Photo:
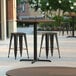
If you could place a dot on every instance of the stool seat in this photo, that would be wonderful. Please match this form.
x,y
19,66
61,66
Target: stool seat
x,y
50,36
17,35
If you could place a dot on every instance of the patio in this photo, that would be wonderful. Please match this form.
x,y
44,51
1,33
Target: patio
x,y
67,50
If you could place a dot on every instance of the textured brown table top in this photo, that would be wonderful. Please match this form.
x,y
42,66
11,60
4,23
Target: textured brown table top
x,y
43,71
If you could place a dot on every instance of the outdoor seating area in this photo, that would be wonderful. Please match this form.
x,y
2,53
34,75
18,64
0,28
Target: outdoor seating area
x,y
67,50
37,38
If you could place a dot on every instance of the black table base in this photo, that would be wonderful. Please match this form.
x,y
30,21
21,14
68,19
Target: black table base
x,y
33,61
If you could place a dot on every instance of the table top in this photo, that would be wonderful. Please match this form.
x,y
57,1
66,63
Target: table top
x,y
43,71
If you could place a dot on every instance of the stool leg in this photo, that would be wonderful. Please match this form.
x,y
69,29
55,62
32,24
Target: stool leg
x,y
20,44
15,45
41,44
57,45
47,44
52,43
10,45
26,45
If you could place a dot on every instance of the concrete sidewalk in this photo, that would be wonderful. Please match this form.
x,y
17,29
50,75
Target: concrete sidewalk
x,y
67,50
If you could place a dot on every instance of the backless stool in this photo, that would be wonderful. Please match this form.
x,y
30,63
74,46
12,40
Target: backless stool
x,y
50,35
18,36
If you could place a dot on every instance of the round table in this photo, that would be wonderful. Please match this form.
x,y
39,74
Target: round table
x,y
43,71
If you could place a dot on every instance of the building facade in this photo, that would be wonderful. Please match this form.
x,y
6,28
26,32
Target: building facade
x,y
7,18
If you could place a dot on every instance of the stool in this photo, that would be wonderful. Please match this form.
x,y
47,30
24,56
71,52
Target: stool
x,y
51,36
16,36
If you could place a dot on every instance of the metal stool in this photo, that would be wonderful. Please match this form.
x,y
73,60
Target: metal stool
x,y
51,36
16,36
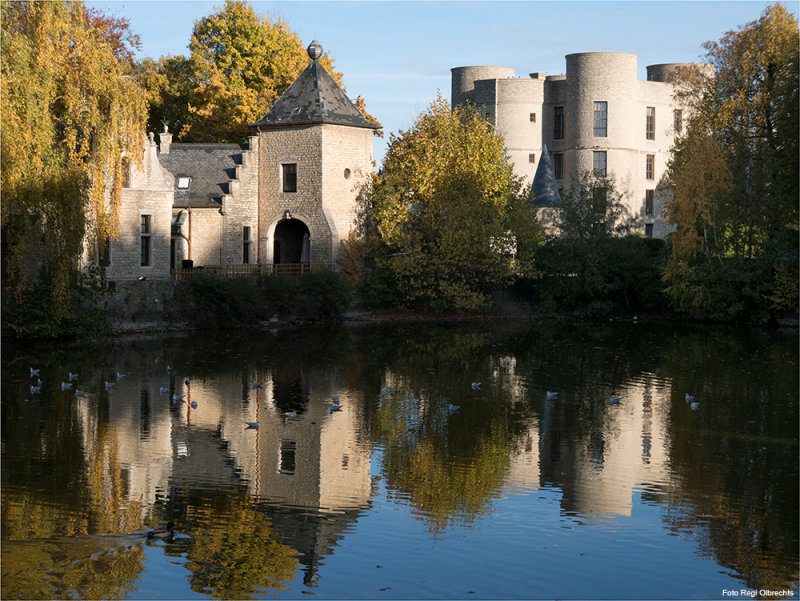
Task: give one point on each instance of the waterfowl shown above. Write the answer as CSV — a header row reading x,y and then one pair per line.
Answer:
x,y
163,533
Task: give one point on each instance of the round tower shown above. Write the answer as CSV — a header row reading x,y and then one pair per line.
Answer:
x,y
593,77
463,80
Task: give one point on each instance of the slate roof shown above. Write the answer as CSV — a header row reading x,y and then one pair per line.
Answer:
x,y
314,97
544,191
209,167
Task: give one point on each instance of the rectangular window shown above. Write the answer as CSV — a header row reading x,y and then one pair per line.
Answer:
x,y
677,120
599,163
649,196
601,119
558,122
146,240
289,176
288,457
558,165
650,126
247,245
105,254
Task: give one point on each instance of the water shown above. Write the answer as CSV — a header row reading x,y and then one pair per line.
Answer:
x,y
447,473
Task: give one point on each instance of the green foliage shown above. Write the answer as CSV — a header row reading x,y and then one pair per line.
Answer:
x,y
623,275
70,112
442,205
221,303
239,64
39,317
734,177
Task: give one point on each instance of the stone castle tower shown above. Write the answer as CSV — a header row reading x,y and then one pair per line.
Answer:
x,y
598,116
315,157
287,194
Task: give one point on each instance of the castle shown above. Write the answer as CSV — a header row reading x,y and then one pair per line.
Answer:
x,y
285,196
288,195
598,117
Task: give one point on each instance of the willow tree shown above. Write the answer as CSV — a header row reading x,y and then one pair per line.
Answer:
x,y
735,174
240,62
448,205
71,112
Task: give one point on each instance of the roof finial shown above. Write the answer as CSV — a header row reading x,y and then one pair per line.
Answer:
x,y
314,50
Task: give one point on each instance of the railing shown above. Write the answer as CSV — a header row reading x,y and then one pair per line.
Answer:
x,y
291,270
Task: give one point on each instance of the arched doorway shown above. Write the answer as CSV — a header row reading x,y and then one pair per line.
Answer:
x,y
291,235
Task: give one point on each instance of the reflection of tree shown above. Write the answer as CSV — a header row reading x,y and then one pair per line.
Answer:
x,y
71,568
736,456
449,462
233,553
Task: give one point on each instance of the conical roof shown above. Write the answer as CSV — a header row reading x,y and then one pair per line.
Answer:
x,y
545,189
314,97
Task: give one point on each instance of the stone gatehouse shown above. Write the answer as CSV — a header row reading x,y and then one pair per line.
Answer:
x,y
286,195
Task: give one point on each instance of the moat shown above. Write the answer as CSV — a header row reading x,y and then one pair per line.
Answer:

### Exercise instructions
Exclude the pictures and transcribe all of the entries exactly.

### Result of the task
Photo:
If you could place a dot on every instance of the stool seat in this photo, that would be wonderful. Please match this form.
x,y
19,66
61,66
Target: stool seat
x,y
50,36
17,35
If you could place a dot on every instance of the patio in this photo, that would be wonderful. Please match this form.
x,y
44,51
1,33
Target: patio
x,y
67,50
If you could place a dot on every instance of the textured brown table top in this photo, that would be wonderful. Please match this form.
x,y
42,66
11,60
4,23
Target: textured brown table top
x,y
43,71
If you could place a dot on every instance of the outdoor seating area in this photo, that would be wonderful. Please match this form.
x,y
2,53
34,75
18,64
0,28
Target: outdoor seating area
x,y
67,50
37,38
If you could place a dot on every instance of the black table base in this photo, that would be wonderful. Please match this form.
x,y
30,21
21,14
68,19
Target: black table base
x,y
33,61
If you could place a dot on every instance of the table top in this photo, that would be wonderful. Please match this form.
x,y
57,1
66,63
Target: table top
x,y
43,71
If you could place a dot on every instance of the stool leg in this photo, that would be wonderful. Please match this form.
x,y
69,29
55,62
32,24
Target: stool leg
x,y
20,44
15,45
41,44
57,45
47,44
52,43
10,45
26,45
If you could place a dot on every instance of the concrete sidewalk in this photo, that would be wonderful. Please match this form.
x,y
17,29
50,75
Target: concrete sidewalk
x,y
67,50
If you could place a dot on every instance of the backless stool in this photo, that would be wonderful. Please match this form.
x,y
30,63
74,46
12,40
Target: backless stool
x,y
50,35
18,36
If you could place a dot on every instance of the round table in this photo, that would be wonderful. Please match this form.
x,y
39,74
Target: round table
x,y
43,71
If you could place a dot on every instance of the building facade in this photo, that would be wonderful. Please match this form.
x,y
6,28
26,32
Target: building facade
x,y
7,18
If you could place a dot on every instance of the stool in this photo, that would be wonderful. Please match this form.
x,y
47,30
24,56
71,52
Target: stool
x,y
51,36
16,36
If you could place a dot on every instance of the metal stool in this photo, that would be wonderful. Please match this form.
x,y
73,60
Target: metal stool
x,y
51,36
16,36
Task: give one point on each instance of the waterfowl shown above. Write the answer as CSV — a header row reading x,y and then one pair per line.
Answer:
x,y
163,533
Task: give one point on each instance of the round tower shown above. Write the answer as CSV — a header row reading x,y and then one pair per line.
Answer:
x,y
593,77
463,80
Task: give one point on each instance of the slate roof shown above. Write the answer as CSV — a header row reading x,y and then one pair per line.
Answer:
x,y
314,97
544,191
209,167
Task: give one point on each instance of the rectangular window shown above. Write the answer as CSV — a header row reading x,y and then one pair per line.
Answer:
x,y
677,120
599,163
649,196
601,119
558,122
146,240
289,176
288,457
558,165
650,126
247,245
105,254
Task: give one point on each instance of the water shown above. Write the answer as CSV — a header row reading x,y and then one pair per line.
Answer:
x,y
447,473
Task: give one point on each instance of the green foliage shown above. Write the answer as CSV — a header row reading x,y and then one pair per line.
Answer:
x,y
623,275
70,112
442,205
221,303
239,64
39,317
734,177
Task: give one point on each instance of the stone castle tower shown above. Write the answer as CSV — a header row reading x,y and then one pair per line.
Answer:
x,y
598,116
315,157
287,194
Task: give one point on each instance of the castle shown above. Write the answer as CSV — a header row reading x,y and then one pair per line.
Answer:
x,y
285,196
288,195
598,117
Task: give one point on each instance of the willow tree shown above. Write the answer as CSV — a header row reading x,y and then one pair per line.
Answer:
x,y
735,174
240,62
448,205
71,112
Task: give one point on each instance of the roof finial shown above. Write the answer as CSV — a header row reading x,y and then one pair per line.
Answer:
x,y
314,50
Task: give one point on each instance of the railing shown above. Write the answer as CSV — a header row reading x,y and then one pair per line.
Answer:
x,y
291,270
Task: give one point on each instance of the arched doorway shown above. Write the answer as CSV — a header row reading x,y and then one pair per line.
Answer:
x,y
291,235
Task: give one point on each instance of the reflection of tree shown above. Write the answer as CSV — a header row reading x,y and then one pair per line.
Answer:
x,y
71,568
736,456
449,462
233,553
Task: give one point on each instance of the conical roof shown above. Write the answer as CSV — a header row reading x,y and then one pair per line.
Answer:
x,y
545,189
314,97
Task: give one point on each instance of the stone gatehouse shown above. Write the answer as CSV — a header row reading x,y and then one pair per line.
Answer:
x,y
286,195
Task: give one point on each instance of the moat shown above. Write the answer as CSV — a header row reading x,y and then one pair per line.
Answer:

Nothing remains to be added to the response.